▸ READING TEXT
Allotropes of iron

Low-pressure phase diagram of pure iron. BCC is body centered cubic and FCC is face-centered cubic.
Iron-carbon eutectic phase diagram, showing various forms of FexCy substances.
Iron allotropes, showing the differences in structure. The alpha iron (α-Fe) is a body-centered cubic (BCC) and the gamma iron (γ-Fe) is a face-centered cubic (FCC).

At atmospheric pressure, three allotropic forms of iron exist, depending on temperature: alpha iron (α-Fe, ferrite), gamma iron (γ-Fe, austenite), and delta iron (δ-Fe). At very high pressure, a fourth form exists, epsilon iron (ε-Fe, hexaferrum). Some controversial experimental evidence suggests the existence of a fifth high-pressure form that is stable at very high pressures and temperatures.

The phases of iron at atmospheric pressure are important because of the differences in solubility of carbon, forming different types of steel. The high-pressure phases of iron are important as models for the solid parts of planetary cores. The inner core of the Earth is generally assumed to consist essentially of a crystalline iron-nickel alloy with ε structure. The outer core surrounding the solid inner core is believed to be composed of liquid iron mixed with nickel and trace amounts of lighter elements.

Standard pressure allotropes

Alpha iron (α-Fe)

Below 912 °C (1,674 °F), iron has a body-centered cubic (bcc) crystal structure and is known as α-iron or ferrite. It is thermodynamically stable and a fairly soft metal. α-Fe can be subjected to pressures up to ca. 15 GPa before transforming into a high-pressure form termed ε-Fe discussed below.

Magnetically, α-iron is paramagnetic at high temperatures. However, below its Curie temperature (TC or A2) of 771 °C (1044K or 1420 °F), it becomes ferromagnetic. In the past, the paramagnetic form of α-iron was known as beta iron (β-Fe). Even though the slight tetragonal distortion in the ferromagnetic state does constitute a true phase transition, the continuous nature of this transition results in only minor importance in steel heat treating. The A2 line forms the boundary between the beta iron and alpha fields in the phase diagram in Figure 1.

Similarly, the A2 boundary is of only minor importance compared to the A1 (eutectoid), A3 and Acm critical temperatures. The Acm, where austenite is in equilibrium with cementite + γ-Fe, is beyond the right edge in Fig. 1. The α + γ phase field is, technically, the β + γ field above the A2. The beta designation maintains continuity of the Greek-letter progression of phases in iron and steel: α-Fe, β-Fe, austenite (γ-Fe), high-temperature δ-Fe, and high-pressure hexaferrum (ε-Fe).

Molar volume vs. pressure for α-Fe at room temperature.

The primary phase of low-carbon or mild steel and most cast irons at room temperature is ferromagnetic α-Fe. It has a hardness of approximately 80 Brinell. The maximum solubility of carbon is about 0.02 wt% at 727 °C (1,341 °F) and 0.001% at 0 °C (32 °F). When it dissolves in iron, carbon atoms occupy interstitial "holes". Being about twice the diameter of the tetrahedral hole, the carbon introduces a strong local strain field.

▸ DATA SECTION

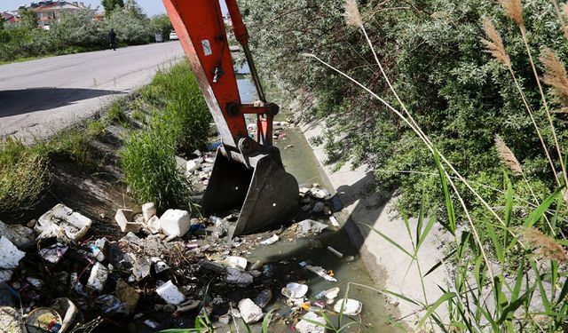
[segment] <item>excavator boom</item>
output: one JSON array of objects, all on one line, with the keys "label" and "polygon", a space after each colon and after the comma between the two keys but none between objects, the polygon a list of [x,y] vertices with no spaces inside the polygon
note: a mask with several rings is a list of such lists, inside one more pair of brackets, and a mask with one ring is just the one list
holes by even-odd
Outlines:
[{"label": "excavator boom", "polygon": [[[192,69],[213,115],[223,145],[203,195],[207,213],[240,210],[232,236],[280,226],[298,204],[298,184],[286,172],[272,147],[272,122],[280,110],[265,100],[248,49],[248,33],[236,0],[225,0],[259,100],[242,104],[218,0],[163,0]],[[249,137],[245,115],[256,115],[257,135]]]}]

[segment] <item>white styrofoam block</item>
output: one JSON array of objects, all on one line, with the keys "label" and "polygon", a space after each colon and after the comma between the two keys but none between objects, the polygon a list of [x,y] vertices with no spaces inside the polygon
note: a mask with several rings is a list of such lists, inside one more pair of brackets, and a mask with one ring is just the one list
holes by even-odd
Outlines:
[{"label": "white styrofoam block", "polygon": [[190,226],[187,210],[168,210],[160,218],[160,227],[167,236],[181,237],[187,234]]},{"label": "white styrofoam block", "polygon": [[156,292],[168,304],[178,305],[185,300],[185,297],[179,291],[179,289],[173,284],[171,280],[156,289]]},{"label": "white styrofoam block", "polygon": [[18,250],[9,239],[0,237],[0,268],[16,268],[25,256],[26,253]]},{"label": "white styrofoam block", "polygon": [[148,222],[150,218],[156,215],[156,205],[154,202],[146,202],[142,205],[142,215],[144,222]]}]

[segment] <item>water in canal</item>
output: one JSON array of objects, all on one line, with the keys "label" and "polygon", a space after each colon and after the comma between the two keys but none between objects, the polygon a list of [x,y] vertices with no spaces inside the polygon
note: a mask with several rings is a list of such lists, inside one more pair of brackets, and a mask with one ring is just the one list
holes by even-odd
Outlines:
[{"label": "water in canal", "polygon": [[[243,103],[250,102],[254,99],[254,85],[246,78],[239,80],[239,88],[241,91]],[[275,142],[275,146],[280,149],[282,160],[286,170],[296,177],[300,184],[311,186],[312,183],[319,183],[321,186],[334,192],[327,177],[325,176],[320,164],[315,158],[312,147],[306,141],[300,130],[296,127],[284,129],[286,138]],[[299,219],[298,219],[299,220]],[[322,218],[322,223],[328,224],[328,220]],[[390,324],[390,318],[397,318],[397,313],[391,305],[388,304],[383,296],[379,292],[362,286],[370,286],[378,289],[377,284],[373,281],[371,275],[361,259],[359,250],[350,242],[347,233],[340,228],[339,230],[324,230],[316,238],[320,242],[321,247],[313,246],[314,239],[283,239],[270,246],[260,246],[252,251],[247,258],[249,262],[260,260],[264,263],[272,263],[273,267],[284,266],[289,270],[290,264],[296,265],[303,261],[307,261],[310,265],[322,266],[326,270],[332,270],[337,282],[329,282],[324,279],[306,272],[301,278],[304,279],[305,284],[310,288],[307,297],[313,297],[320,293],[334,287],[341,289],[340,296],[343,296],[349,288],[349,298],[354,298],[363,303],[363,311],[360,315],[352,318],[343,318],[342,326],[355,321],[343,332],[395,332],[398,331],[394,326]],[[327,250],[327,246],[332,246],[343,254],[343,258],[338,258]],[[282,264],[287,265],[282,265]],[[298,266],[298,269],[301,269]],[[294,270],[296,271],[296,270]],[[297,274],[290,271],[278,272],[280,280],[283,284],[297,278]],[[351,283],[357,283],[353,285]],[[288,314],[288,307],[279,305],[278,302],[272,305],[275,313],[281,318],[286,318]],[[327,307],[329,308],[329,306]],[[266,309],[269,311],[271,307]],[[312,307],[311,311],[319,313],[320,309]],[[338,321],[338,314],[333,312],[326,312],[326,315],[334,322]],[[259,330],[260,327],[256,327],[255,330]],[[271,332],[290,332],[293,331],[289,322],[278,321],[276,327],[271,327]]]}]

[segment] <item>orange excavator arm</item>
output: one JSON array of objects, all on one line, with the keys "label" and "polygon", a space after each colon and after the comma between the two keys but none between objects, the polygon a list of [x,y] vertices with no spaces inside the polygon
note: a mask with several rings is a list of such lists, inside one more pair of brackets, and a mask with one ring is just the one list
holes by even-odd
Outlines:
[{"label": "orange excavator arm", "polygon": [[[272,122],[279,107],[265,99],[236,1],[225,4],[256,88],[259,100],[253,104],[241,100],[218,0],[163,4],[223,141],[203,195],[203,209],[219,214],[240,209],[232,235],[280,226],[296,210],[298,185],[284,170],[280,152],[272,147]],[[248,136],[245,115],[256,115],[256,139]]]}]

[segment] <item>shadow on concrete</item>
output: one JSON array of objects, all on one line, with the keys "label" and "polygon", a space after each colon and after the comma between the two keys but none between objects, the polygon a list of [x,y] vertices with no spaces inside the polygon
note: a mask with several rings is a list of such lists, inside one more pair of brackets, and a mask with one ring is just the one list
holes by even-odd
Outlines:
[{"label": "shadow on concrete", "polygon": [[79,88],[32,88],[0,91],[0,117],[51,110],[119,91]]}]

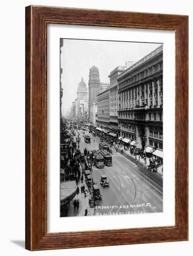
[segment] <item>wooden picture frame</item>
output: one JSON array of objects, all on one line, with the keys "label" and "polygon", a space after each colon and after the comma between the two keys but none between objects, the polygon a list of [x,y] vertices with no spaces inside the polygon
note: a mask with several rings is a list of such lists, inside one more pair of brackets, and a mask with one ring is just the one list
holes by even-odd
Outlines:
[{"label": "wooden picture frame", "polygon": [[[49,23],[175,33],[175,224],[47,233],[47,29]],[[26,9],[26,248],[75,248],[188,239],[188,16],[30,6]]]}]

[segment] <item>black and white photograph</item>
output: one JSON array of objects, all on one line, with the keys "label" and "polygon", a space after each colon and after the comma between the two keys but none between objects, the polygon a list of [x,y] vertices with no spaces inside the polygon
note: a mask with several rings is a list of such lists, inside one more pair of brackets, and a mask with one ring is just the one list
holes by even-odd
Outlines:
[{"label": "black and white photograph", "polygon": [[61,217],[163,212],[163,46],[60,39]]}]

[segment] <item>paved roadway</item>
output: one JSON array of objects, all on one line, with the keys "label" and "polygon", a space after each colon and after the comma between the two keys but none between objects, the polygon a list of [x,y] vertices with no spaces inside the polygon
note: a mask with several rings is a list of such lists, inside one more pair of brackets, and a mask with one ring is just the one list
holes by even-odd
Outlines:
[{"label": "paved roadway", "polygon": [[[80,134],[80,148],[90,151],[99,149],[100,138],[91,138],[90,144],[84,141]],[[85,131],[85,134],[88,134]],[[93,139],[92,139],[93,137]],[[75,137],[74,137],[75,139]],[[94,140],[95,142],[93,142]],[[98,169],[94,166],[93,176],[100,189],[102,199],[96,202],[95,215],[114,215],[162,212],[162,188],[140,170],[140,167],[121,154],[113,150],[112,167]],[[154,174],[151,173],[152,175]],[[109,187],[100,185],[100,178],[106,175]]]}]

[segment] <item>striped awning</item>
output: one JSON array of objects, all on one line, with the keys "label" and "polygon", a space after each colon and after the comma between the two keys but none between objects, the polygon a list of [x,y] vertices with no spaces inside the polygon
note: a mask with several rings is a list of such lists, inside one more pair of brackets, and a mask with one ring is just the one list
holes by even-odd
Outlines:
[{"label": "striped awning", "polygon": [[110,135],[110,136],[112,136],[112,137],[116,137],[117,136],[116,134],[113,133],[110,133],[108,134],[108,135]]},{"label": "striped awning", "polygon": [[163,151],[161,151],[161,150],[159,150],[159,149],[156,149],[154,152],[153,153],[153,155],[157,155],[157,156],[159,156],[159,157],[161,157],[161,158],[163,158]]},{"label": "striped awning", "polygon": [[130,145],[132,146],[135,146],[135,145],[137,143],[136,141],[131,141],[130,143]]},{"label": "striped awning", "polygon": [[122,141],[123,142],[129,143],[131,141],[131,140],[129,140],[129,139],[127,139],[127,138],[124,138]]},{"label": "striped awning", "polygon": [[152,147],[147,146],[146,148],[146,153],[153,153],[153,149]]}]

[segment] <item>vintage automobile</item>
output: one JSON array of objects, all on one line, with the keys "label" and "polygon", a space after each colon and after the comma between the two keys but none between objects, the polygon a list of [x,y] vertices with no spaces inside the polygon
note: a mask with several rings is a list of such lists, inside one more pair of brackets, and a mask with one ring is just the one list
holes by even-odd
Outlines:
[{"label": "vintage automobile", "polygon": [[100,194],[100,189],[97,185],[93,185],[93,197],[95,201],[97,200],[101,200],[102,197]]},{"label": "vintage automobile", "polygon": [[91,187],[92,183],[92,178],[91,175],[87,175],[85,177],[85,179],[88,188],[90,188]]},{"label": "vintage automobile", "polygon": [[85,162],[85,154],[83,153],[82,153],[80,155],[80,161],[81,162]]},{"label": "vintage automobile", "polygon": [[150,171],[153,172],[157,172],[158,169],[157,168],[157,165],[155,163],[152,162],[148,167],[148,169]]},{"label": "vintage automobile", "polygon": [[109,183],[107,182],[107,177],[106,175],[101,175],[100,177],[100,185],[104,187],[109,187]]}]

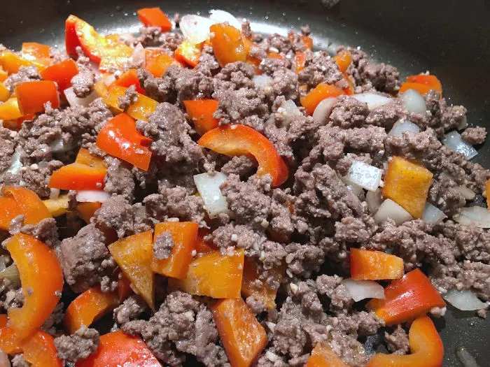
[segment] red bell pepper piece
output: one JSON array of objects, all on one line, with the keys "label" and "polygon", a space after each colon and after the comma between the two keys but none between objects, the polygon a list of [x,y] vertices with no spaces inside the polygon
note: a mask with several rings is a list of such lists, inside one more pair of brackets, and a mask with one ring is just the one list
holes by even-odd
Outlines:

...

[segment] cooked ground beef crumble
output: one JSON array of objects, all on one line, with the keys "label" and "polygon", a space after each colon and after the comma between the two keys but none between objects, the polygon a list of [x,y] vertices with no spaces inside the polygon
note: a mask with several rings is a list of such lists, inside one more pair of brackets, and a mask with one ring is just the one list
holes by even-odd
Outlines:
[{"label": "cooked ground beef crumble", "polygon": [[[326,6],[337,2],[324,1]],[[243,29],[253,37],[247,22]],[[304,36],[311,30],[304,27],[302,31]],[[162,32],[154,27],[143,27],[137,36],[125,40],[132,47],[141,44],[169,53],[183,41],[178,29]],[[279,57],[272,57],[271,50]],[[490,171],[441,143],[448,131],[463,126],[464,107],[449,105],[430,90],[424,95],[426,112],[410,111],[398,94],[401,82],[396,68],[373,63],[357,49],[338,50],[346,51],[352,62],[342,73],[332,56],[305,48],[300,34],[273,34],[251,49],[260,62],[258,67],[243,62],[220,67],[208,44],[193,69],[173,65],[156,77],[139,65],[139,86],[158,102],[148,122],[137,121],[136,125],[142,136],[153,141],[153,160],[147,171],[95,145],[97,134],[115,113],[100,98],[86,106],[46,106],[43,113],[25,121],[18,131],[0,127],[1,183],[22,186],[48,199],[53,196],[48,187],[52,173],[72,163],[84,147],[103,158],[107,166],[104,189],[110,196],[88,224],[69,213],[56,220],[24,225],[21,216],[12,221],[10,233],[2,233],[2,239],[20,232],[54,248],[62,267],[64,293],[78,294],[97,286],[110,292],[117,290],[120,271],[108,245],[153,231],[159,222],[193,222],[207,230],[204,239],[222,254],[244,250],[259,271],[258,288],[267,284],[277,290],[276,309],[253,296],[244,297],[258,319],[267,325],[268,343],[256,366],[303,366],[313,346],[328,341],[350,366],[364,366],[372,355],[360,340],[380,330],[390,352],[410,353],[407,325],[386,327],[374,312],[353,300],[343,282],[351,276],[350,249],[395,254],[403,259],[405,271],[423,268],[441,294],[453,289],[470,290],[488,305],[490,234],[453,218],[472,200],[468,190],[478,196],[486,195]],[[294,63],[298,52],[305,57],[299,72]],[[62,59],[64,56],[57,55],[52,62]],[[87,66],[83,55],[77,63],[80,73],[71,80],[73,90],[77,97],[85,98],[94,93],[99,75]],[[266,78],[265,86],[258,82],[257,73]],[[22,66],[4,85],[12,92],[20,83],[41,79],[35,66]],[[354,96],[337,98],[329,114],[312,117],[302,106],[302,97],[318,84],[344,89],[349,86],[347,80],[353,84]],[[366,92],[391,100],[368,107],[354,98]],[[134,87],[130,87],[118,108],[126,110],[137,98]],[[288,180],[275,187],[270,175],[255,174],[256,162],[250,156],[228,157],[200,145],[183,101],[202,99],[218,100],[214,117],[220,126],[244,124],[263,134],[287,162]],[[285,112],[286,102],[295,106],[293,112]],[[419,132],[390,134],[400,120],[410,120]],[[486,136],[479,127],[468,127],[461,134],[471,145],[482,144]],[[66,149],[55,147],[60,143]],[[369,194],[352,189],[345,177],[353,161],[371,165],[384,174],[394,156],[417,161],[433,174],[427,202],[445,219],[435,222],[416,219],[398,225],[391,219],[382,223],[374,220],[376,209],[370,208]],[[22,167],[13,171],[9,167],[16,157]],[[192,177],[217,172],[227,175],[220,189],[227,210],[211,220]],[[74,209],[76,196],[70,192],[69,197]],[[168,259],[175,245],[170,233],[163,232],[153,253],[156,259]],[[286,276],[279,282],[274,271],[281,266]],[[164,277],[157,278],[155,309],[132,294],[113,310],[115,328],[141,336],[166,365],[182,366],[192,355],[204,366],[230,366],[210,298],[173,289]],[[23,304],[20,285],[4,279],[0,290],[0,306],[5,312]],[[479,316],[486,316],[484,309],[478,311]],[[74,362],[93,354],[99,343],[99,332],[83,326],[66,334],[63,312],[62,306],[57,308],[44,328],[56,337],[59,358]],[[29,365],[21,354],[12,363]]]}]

...

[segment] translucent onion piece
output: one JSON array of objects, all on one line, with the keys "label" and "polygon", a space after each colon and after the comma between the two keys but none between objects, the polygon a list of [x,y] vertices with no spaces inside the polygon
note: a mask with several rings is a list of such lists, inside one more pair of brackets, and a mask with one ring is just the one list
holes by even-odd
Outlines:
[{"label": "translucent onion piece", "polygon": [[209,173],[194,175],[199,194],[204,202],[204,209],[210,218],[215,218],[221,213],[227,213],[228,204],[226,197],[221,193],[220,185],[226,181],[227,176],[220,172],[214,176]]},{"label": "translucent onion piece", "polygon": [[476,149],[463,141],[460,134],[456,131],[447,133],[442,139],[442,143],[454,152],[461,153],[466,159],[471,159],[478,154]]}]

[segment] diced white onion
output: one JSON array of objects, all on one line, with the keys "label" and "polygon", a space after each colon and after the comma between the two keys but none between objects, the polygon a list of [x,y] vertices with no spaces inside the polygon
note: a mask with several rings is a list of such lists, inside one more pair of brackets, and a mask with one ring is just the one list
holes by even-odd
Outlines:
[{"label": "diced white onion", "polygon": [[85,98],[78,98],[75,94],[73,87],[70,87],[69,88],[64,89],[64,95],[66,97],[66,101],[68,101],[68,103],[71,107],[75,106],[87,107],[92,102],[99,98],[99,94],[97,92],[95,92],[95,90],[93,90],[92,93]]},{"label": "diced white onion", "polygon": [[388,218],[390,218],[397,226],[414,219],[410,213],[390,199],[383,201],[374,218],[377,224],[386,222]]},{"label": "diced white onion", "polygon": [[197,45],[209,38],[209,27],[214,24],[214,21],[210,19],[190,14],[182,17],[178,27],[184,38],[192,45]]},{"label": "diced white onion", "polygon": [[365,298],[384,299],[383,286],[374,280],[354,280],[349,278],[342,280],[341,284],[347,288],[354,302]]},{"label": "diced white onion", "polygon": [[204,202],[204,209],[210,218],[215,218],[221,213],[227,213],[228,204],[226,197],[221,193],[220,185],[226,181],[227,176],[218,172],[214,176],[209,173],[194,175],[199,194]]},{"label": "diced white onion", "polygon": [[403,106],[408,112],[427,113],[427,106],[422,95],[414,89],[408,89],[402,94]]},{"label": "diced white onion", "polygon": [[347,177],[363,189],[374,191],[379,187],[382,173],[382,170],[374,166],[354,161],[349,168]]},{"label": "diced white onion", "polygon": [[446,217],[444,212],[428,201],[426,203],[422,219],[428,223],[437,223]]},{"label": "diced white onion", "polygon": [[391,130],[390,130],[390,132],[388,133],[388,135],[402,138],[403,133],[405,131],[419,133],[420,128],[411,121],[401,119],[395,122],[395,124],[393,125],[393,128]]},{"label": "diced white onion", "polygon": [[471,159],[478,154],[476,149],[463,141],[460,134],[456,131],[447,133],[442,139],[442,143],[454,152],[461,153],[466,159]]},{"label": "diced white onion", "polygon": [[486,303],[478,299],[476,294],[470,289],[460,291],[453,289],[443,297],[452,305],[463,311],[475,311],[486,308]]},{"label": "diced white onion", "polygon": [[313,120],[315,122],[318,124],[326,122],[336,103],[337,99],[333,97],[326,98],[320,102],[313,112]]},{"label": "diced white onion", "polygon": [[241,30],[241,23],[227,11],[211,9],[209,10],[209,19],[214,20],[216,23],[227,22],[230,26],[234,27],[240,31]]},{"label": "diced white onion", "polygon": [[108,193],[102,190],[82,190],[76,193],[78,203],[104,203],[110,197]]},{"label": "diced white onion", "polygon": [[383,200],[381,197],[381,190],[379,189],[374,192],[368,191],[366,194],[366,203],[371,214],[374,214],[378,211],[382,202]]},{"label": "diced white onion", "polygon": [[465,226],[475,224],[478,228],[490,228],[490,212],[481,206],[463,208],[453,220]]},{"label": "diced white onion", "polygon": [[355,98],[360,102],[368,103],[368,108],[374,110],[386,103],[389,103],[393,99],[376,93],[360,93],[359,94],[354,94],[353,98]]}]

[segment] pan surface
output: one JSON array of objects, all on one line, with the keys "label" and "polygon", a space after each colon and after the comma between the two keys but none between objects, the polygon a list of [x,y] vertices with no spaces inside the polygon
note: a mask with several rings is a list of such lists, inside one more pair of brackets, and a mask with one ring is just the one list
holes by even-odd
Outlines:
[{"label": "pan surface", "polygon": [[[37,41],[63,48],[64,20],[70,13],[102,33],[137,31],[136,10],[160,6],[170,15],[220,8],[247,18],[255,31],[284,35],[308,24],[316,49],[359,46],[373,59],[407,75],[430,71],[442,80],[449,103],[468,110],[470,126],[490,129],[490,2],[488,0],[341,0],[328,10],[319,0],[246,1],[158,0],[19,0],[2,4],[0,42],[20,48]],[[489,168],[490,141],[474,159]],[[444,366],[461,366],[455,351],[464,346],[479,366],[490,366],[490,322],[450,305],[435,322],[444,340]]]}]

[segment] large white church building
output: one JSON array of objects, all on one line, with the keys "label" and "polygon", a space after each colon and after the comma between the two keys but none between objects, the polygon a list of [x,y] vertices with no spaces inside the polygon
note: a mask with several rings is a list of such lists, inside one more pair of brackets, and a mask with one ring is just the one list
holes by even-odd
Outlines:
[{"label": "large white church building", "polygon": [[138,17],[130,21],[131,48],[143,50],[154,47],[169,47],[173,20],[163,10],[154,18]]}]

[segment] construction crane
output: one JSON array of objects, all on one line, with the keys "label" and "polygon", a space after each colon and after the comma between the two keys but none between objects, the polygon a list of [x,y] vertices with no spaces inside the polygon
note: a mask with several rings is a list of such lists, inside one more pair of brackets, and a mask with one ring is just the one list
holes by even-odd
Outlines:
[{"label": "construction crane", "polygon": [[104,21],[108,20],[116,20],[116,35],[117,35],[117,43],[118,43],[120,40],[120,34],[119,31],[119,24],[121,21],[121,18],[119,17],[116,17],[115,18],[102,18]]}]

▸ PROMPT A
Write out, word for word, the passage of the iron allotropes text from "Below 912 °C (1,674 °F), iron" to "in Figure 1.".
▸ PROMPT B
Answer the following questions from the iron allotropes text.
(i) Below what temperature does iron have a body-centered cubic crystal structure?
(ii) At what temperature does α-iron become ferromagnetic?
(iii) What is the approximate hardness of α-Fe?

▸ PROBLEM SOLUTION A
Below 912 °C (1,674 °F), iron has a body-centered cubic (bcc) crystal structure and is known as α-iron or ferrite. It is thermodynamically stable and a fairly soft metal. α-Fe can be subjected to pressures up to ca. 15 GPa before transforming into a high-pressure form termed ε-Fe discussed below.

Magnetically, α-iron is paramagnetic at high temperatures. However, below its Curie temperature (TC or A2) of 771 °C (1044K or 1420 °F), it becomes ferromagnetic. In the past, the paramagnetic form of α-iron was known as beta iron (β-Fe). Even though the slight tetragonal distortion in the ferromagnetic state does constitute a true phase transition, the continuous nature of this transition results in only minor importance in steel heat treating. The A2 line forms the boundary between the beta iron and alpha fields in the phase diagram in Figure 1.

▸ PROBLEM SOLUTION B
(i) Below 912 °C (1,674 °F).
(ii) Below its Curie temperature of 771 °C (1044K or 1420 °F).
(iii) Approximately 80 Brinell.